*TEXT FOR ANALYSIS*
The quest for blue blooms: Scientists can finally celebrate with first blue chrysanthemums
For centuries, hobbyist and commercial plant breeders have sought out and selected for blue flowers. So rare are naturally blue blooms that florists go to great lengths to meet demand, including dyeing and airbrushing petals.
Fortunately for flower fans, the exclusive club has gained a new member today. After thirteen years of research, a Japanese team has unveiled the world’s first blue chrysanthemums through genetic modification of petal pigments.
The flowers won’t be commercially available for some time, but local gardeners and florists are already taking notice.
Emily Neubauer, who owns the Milwaukee flower shop Belle Fiori Ltd. said local reaction could be mixed.
“I think I would have customers who would really love it because they want that control and they want that flower for a specific occasion. And then I would have other customers that want Mother Nature to do her thing.”
By some accounts, fewer than 10% all flowering plants yield blue flowers, and options for florists are even more limited due to the need to propagate and harvest flowers quickly.
Chrysanthemums are one of the best-selling flowers in the world, and it’s easy to see why. These cheerful, hardy blooms are equally pleasing in a garden or a vase and come in a variety of sizes, shapes and colors.
However, producing a blue flower is no easy task. Traditional breeding methods failed to generate blue versions of many popular flowers because these species lack the ability to make the necessary pigments.
To make matters more complicated, pigments found in truly blue flowers typically require metal ions such as aluminum or magnesium, multiple pigments or certain levels of acidity to properly turn them to the color that we see.

*RECORDS PROVIDED*
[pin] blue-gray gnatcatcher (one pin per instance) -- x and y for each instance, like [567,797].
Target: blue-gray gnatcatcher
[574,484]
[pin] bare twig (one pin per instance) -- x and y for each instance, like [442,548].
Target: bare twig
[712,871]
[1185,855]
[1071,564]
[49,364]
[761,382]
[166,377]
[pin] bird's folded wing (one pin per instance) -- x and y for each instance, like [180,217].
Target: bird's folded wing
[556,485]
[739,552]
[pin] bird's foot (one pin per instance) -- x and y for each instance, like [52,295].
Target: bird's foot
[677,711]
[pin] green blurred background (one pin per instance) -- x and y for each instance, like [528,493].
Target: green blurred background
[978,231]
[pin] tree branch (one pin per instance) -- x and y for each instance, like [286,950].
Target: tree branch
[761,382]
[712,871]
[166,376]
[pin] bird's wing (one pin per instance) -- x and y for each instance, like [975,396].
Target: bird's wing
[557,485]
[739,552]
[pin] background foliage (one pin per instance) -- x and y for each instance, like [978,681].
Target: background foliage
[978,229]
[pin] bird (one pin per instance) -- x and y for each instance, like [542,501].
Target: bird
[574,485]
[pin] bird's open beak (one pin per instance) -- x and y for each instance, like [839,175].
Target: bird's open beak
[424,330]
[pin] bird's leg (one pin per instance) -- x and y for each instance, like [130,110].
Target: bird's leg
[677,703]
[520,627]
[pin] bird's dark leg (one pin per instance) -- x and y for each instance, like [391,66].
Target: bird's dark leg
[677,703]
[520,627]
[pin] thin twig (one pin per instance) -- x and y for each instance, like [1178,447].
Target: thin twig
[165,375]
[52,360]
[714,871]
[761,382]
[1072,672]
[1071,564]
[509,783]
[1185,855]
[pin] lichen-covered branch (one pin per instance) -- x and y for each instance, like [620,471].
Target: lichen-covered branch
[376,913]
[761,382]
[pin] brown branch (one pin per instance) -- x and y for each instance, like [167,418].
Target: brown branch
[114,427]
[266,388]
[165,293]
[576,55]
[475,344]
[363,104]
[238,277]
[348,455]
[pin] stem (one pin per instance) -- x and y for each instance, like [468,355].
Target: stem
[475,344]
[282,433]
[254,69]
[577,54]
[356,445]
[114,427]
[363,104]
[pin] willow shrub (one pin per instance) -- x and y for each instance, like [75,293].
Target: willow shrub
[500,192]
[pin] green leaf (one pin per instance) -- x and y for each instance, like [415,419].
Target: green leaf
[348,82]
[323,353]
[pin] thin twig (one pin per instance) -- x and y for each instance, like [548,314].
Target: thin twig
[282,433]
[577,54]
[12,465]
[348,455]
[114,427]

*ABOUT THIS EXERCISE*
In the article about blue chrysanthemums, rewrite the stretch from "By some accounts, fewer" through "that we see." with "hardy" changed to "sturdy".

*EXPECTED ANSWER*
By some accounts, fewer than 10% all flowering plants yield blue flowers, and options for florists are even more limited due to the need to propagate and harvest flowers quickly.
Chrysanthemums are one of the best-selling flowers in the world, and it’s easy to see why. These cheerful, sturdy blooms are equally pleasing in a garden or a vase and come in a variety of sizes, shapes and colors.
However, producing a blue flower is no easy task. Traditional breeding methods failed to generate blue versions of many popular flowers because these species lack the ability to make the necessary pigments.
To make matters more complicated, pigments found in truly blue flowers typically require metal ions such as aluminum or magnesium, multiple pigments or certain levels of acidity to properly turn them to the color that we see.